[Record list]
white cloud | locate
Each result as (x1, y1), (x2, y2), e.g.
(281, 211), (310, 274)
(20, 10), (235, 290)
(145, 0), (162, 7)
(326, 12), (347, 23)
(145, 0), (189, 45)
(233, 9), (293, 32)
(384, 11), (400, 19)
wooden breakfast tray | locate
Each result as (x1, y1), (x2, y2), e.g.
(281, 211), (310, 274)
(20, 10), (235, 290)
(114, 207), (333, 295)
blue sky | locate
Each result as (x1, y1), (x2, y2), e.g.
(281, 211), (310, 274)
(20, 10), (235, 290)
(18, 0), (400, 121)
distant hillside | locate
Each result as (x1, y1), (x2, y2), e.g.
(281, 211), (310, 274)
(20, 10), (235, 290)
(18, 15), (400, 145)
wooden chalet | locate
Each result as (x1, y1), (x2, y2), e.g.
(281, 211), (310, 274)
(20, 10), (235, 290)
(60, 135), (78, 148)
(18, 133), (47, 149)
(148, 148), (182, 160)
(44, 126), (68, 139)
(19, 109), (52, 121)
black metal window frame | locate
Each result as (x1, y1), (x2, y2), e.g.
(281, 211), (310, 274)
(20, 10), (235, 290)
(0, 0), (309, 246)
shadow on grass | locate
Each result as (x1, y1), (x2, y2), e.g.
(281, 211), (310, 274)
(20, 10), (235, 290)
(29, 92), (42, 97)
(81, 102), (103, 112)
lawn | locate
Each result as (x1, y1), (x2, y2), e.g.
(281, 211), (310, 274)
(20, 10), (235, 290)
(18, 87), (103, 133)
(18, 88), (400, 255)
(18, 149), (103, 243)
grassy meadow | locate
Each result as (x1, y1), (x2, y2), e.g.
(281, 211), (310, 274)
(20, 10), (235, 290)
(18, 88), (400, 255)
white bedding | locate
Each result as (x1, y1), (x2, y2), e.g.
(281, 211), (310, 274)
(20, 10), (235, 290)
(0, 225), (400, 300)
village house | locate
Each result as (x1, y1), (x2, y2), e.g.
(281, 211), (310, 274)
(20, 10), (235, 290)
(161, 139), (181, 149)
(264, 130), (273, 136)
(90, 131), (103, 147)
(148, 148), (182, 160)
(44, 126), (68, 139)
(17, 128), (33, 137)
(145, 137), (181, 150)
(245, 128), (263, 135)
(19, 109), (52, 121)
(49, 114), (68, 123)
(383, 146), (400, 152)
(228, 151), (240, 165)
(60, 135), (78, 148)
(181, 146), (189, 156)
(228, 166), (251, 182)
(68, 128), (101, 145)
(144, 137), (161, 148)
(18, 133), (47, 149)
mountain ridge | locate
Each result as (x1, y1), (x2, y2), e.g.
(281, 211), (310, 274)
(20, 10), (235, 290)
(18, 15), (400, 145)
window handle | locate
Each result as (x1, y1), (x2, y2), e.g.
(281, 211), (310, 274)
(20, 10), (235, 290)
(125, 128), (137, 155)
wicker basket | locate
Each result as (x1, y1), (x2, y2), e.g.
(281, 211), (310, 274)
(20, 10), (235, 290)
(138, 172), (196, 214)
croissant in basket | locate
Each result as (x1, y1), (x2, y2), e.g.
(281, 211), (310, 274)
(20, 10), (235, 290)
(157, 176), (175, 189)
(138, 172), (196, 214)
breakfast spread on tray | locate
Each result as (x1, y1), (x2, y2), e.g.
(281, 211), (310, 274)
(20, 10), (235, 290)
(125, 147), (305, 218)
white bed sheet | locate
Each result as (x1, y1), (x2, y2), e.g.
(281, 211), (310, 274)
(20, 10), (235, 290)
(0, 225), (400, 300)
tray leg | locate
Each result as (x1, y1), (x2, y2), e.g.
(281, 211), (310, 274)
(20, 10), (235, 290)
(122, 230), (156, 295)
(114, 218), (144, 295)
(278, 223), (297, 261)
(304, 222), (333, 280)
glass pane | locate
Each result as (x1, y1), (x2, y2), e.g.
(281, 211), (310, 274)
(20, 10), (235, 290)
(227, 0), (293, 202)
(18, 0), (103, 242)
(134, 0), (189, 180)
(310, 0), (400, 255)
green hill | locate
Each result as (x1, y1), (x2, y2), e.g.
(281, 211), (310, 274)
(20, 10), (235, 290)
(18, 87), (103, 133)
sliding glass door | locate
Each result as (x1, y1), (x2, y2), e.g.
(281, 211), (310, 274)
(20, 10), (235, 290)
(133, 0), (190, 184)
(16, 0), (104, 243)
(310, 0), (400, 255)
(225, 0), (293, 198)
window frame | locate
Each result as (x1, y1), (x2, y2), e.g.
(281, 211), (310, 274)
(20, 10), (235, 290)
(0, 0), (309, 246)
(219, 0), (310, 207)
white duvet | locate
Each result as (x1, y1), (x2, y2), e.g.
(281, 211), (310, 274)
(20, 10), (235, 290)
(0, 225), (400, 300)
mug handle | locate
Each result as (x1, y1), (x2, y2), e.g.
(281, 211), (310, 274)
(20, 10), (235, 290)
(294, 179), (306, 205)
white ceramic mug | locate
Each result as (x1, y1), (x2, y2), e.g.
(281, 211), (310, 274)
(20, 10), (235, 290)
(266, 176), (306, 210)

[Brief] Change every "locate" in the lines above to "find", and leave everything else as it is.

[Full response]
white cloud | find
Each result as (x1, y1), (x2, y2), e.g.
(281, 211), (310, 274)
(20, 10), (235, 290)
(145, 0), (162, 7)
(326, 12), (347, 23)
(145, 0), (189, 45)
(233, 9), (293, 32)
(384, 11), (400, 19)
wooden breakfast tray | find
Each result as (x1, y1), (x2, y2), e.g.
(281, 211), (310, 274)
(20, 10), (235, 290)
(114, 207), (333, 295)
blue sky | find
Each result as (x1, y1), (x2, y2), e.g.
(281, 211), (310, 274)
(20, 10), (235, 290)
(18, 0), (400, 121)
distant hillside | find
Each result as (x1, y1), (x2, y2), e.g.
(281, 211), (310, 274)
(20, 10), (235, 290)
(18, 15), (400, 145)
wooden chalet | find
Each result as (x1, y1), (x2, y2), e.g.
(281, 211), (310, 274)
(20, 10), (235, 290)
(60, 135), (78, 148)
(18, 133), (47, 149)
(148, 148), (182, 160)
(44, 126), (68, 139)
(19, 109), (52, 121)
black metal window frame | find
Each result as (x1, y1), (x2, y2), e.g.
(281, 211), (310, 274)
(20, 10), (235, 290)
(0, 0), (309, 246)
shadow on grass | find
Each result as (x1, y1), (x2, y2), e.g.
(281, 211), (310, 274)
(20, 10), (235, 290)
(29, 92), (42, 97)
(81, 102), (103, 112)
lawn | find
Each result as (x1, y1), (x2, y2), e.g.
(281, 211), (310, 274)
(20, 10), (235, 290)
(18, 87), (103, 133)
(18, 88), (400, 255)
(18, 149), (103, 243)
grassy meadow | find
Each result as (x1, y1), (x2, y2), e.g.
(281, 211), (310, 274)
(20, 10), (235, 290)
(18, 88), (400, 255)
white bedding | find
Each result as (x1, y1), (x2, y2), e.g.
(281, 211), (310, 274)
(20, 10), (235, 290)
(0, 225), (400, 300)
village house | find
Each result as (x1, y1), (x2, y2), e.g.
(281, 211), (310, 274)
(20, 10), (235, 290)
(161, 139), (181, 149)
(264, 130), (273, 136)
(90, 131), (103, 147)
(148, 148), (182, 160)
(44, 126), (68, 139)
(17, 128), (33, 137)
(145, 137), (181, 150)
(245, 128), (263, 135)
(19, 109), (52, 121)
(49, 114), (68, 123)
(383, 146), (400, 152)
(228, 151), (240, 165)
(60, 135), (78, 148)
(181, 146), (189, 156)
(228, 166), (251, 182)
(68, 128), (101, 145)
(144, 137), (161, 148)
(18, 133), (47, 149)
mountain ridge | find
Each result as (x1, y1), (x2, y2), e.g.
(281, 211), (310, 274)
(20, 10), (235, 290)
(18, 15), (400, 145)
window handle | find
Each result as (x1, y1), (x2, y2), e.g.
(281, 211), (310, 274)
(20, 10), (235, 290)
(125, 128), (137, 155)
wicker basket | find
Each result as (x1, y1), (x2, y2), e.g.
(281, 211), (310, 274)
(20, 10), (235, 290)
(138, 172), (196, 214)
croissant in basket | find
Each result as (x1, y1), (x2, y2), e.g.
(281, 211), (310, 274)
(20, 10), (235, 290)
(157, 176), (175, 189)
(138, 172), (196, 214)
breakfast spread on tray | find
Each result as (x1, y1), (x2, y2), e.g.
(281, 211), (310, 274)
(20, 10), (235, 290)
(125, 147), (305, 218)
white bed sheet | find
Each result as (x1, y1), (x2, y2), e.g.
(281, 211), (310, 274)
(20, 10), (235, 290)
(0, 225), (400, 300)
tray leg | find
Each result as (x1, y1), (x2, y2), e.g.
(281, 211), (310, 274)
(20, 10), (235, 290)
(122, 230), (156, 295)
(114, 218), (144, 295)
(278, 223), (297, 261)
(304, 222), (333, 280)
glass pane | find
Each result as (x1, y1), (x2, y2), e.g.
(281, 211), (310, 274)
(20, 10), (235, 290)
(227, 0), (293, 202)
(18, 0), (103, 242)
(134, 0), (189, 180)
(310, 0), (400, 255)
green hill | find
Each result as (x1, y1), (x2, y2), e.g.
(281, 211), (310, 274)
(20, 10), (235, 290)
(18, 87), (103, 133)
sliding glass door | find
Each result as (x1, y1), (x2, y2), e.g.
(281, 211), (310, 274)
(20, 10), (235, 290)
(133, 0), (190, 184)
(16, 0), (104, 243)
(310, 0), (400, 255)
(225, 0), (293, 198)
window frame | find
Each result as (x1, y1), (x2, y2), e.g.
(281, 211), (310, 274)
(20, 10), (235, 290)
(0, 0), (309, 246)
(219, 0), (310, 207)
white duvet | find
Each result as (x1, y1), (x2, y2), e.g.
(281, 211), (310, 274)
(20, 10), (235, 290)
(0, 225), (400, 300)
mug handle | find
Each result as (x1, y1), (x2, y2), e.g.
(281, 211), (310, 274)
(20, 10), (235, 290)
(294, 179), (306, 205)
white ceramic mug | find
Each result as (x1, y1), (x2, y2), e.g.
(281, 211), (310, 274)
(20, 10), (235, 290)
(266, 176), (306, 210)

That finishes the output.